» Fragmento citado
┌──

Alfredo Chacón / Alexis Pérez-Luna©

Por JOSÉ PULIDO

Se puede entender perfectamente la existencia como poeta de Alfredo Chacón, leyendo cualquiera de sus poemas. Es evidente. Él va dejando en su mapa discursivo una señal para que no se extravíe jamás el lector. Para que el lector suministre a su alma la posibilidad de intuir ese universo, en cuyas dimensiones se mueve la meditación de un hombre que ha visto la maravilla y ha querido compartirla. Como en este poema:

La voz de un poeta

se escucha en la espesura

de todos los poemas

y se llama dicción.

La prueba de la existencia de un poeta

se encuentra

en la invención que hace su voz

de la palabra.

Como la voz de un poeta

no se puede escuchar

sino en una palabra

inventada por el silencio de esa voz,

tengo la prueba

de la existencia de un poeta

de la invención que él y yo hacemos

del poema

en la espesura de su voz.

Alfredo Chacón siempre ha estado preparado para responder a cualquier interrogante. Es un hombre serio. Lo que llamaba seriedad Soren Kierkegaard, quien se conformaba con ser “simplemente un poeta, un mero cantor de lo verdadero”. El hombre que es superior a sí mismo, como diría Platón.

En 1975 ya se había consolidado como un poeta apegado a la sinceridad, completamente dispuesto a decir lo que creía y sentía. Nunca fue de palabra superficial o vana. En la revista Poesía, respondiendo a una encuesta nacional, expresó lo siguiente:

“En nuestras relaciones secretas —las únicas que hemos mantenido por más de seis años— la poesía y yo nos atenemos a una especie de pacto: no damos ni pedimos nada menos de lo que a ambos se nos ha metido en la cabeza que es lo más que podemos y debemos esperar el uno del otro. De allí esta consecuencia tan dispareja: ella sigue gozando de la misma bonanza de siempre, exaltada a más y mejor por los más admirables talentos, mientras que yo no he hecho nada por demostrar (me) que sigo en el control de la situación. Y como en todo este tiempo he tenido que forjar una respuesta para cuando se me pregunta por mi trabajo poético o alguien recuerda que, antes, además de antropólogo yo era poeta, hoy quisiera aprovechar ese pequeño esfuerzo ya cumplido.

└──

» Datos proporcionados

┌──

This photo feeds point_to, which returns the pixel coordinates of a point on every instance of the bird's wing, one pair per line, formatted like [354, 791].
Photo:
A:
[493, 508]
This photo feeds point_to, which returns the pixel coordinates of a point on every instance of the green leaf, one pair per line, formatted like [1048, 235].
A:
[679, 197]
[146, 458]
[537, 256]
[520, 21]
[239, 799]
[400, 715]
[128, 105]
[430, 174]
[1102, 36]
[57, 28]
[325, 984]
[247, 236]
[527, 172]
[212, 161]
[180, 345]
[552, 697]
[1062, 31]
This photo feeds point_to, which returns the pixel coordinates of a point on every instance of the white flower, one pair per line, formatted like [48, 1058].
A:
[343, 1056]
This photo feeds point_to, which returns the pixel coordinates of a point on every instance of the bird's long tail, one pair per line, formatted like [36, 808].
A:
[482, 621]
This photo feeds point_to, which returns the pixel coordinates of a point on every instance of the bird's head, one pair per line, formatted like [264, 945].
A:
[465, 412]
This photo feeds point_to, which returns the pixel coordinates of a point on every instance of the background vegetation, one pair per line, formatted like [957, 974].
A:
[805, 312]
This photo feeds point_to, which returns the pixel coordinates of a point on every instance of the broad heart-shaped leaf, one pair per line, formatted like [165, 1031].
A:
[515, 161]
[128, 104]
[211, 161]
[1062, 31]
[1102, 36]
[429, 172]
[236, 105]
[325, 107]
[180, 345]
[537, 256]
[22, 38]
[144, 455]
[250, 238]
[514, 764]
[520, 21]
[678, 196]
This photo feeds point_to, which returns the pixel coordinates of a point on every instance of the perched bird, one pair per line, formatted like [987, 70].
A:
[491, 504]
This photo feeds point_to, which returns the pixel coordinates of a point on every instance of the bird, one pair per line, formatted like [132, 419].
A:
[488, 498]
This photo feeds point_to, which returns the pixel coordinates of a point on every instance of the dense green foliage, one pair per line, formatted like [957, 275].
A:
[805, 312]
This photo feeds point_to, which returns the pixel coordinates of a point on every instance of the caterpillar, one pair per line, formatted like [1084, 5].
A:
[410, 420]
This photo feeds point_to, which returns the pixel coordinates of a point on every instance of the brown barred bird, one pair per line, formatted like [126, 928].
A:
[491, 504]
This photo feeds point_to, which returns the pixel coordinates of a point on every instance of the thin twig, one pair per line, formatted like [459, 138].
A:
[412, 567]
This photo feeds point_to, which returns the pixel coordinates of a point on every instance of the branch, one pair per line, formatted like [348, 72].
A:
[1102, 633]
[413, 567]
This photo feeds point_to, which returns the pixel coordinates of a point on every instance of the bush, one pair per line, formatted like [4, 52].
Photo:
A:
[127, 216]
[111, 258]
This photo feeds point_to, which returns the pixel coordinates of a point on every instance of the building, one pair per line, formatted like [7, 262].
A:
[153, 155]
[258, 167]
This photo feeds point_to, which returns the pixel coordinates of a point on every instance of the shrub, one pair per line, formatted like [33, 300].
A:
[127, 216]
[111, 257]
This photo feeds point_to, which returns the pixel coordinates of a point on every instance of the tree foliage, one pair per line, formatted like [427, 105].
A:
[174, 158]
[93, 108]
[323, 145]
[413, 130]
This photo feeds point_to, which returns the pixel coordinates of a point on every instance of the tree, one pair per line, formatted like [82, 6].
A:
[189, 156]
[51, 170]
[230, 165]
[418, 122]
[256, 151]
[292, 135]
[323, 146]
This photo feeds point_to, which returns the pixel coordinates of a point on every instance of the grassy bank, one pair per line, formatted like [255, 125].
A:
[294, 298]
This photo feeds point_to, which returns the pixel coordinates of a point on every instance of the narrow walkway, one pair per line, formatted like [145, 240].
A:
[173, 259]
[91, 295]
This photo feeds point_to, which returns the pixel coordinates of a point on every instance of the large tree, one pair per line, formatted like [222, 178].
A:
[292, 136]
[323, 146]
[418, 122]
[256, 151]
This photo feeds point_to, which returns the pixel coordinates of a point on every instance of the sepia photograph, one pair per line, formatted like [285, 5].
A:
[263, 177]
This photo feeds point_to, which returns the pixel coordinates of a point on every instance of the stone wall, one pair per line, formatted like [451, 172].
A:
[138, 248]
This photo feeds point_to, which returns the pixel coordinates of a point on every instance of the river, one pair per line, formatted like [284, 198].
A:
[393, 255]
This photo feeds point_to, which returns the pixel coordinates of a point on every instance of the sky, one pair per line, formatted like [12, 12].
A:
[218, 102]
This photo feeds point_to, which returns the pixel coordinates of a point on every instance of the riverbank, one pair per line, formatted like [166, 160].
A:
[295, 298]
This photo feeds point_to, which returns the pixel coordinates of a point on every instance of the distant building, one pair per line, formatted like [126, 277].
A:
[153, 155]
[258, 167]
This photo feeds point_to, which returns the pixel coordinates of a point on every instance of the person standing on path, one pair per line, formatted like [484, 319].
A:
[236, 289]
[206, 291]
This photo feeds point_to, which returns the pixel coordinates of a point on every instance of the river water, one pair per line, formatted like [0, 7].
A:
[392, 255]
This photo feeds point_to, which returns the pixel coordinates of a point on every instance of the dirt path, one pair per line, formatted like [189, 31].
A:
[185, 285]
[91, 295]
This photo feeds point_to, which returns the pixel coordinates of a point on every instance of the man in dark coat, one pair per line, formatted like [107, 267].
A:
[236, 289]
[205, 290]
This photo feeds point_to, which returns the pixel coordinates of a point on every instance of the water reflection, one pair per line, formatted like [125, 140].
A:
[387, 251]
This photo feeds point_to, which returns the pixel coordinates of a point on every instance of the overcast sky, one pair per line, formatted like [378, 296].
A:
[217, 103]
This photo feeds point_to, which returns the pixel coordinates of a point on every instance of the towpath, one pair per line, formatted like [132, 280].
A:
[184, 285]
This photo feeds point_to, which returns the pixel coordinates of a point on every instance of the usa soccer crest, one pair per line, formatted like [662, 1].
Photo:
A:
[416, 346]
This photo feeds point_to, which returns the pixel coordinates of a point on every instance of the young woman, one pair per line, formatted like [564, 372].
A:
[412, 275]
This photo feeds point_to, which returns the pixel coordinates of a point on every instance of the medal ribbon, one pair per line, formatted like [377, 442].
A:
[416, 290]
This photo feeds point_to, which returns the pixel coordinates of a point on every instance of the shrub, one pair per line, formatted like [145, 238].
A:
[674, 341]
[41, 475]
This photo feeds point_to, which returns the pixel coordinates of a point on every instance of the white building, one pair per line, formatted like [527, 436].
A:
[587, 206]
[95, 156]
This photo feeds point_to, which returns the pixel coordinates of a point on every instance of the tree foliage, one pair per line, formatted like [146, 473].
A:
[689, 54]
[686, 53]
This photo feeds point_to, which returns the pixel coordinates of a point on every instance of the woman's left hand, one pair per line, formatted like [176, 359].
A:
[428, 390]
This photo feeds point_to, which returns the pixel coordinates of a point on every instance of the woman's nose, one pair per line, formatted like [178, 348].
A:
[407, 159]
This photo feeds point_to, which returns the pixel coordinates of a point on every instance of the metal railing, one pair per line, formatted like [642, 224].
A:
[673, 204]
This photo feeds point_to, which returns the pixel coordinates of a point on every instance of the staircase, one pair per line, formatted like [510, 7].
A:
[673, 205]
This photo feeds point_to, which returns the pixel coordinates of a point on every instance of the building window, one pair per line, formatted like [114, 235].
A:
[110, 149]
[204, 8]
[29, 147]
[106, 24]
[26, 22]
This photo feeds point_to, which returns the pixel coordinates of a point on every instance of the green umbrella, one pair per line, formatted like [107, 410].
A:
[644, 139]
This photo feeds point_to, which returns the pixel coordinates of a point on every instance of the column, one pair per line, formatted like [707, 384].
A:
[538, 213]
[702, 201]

└──

» Objetivo 1
Según el texto sobre Alfredo Chacón, ¿en qué revista respondió él a una encuesta nacional?
» Objetivo 2
Enumera todas las personas mencionadas por su nombre en el texto sobre Alfredo Chacón, incluidas las de las primeras líneas.
» Objetivo 3
Escribe la continuación del texto sobre Alfredo Chacón a partir de su última oración.

» Resultado esperado 1
En la revista Poesía.

» Resultado esperado 2
Alfredo Chacón, Alexis Pérez-Luna, José Pulido, Soren Kierkegaard, Platón

» Resultado esperado 3
Pasa que después de Saloma y Materia Bruta no he podido escribir lo que quiero y que lo que pudiera escribir, no me interesa. Y si esto pasa, es en realidad porque me han pasado otras cosas, de las cuales evoco sólo una. Es que en cierto momento me descubrí sentado en las rodillas de la poesía, y la encontré horrible; es decir, sentí que la poesía (no el concepto que se escribe con P grande, sino aquella con la que me topaba en mi camino) había llegado a ser, desde hace tiempo y en mil maneras aparentemente diferentes, sin que hasta entonces me hubiese dado cuenta de verdad y sin que lo que yo había escrito escapara enteramente del desastre, un deleznable parapeto de musicalidades embalsamadas y espavientos necios, una ilustre maniobra para uso de almas sensibles en el mismo acomodo de todo el mundo a la porquería ambiente, o estructura o proceso”.

En aquella ocasión, ante la pregunta: ¿cuáles son los libros de poesía venezolana que más han gravitado sobre su propio trabajo? Alfredo respondió:

“Sólo puedo saber que hubo algunos libros de poesía que, como le pasa a todo el mundo, gravitaron sobre mi nacimiento como poeta, o más realistamente, sobre mi opción por la poesía en el intento de hacerla. Algunos de esos libros son venezolanos: Poemas de Ida Gramcko, De la Casa Arraigada de Alfredo Silva Estrada y Los espacios cálidos de Vicente Gerbasi. Debo agregar que en ese entonces yo había escrito ya unos cuantos poemas y conocía muy poco de la poesía venezolana, por no nombrar las otras”.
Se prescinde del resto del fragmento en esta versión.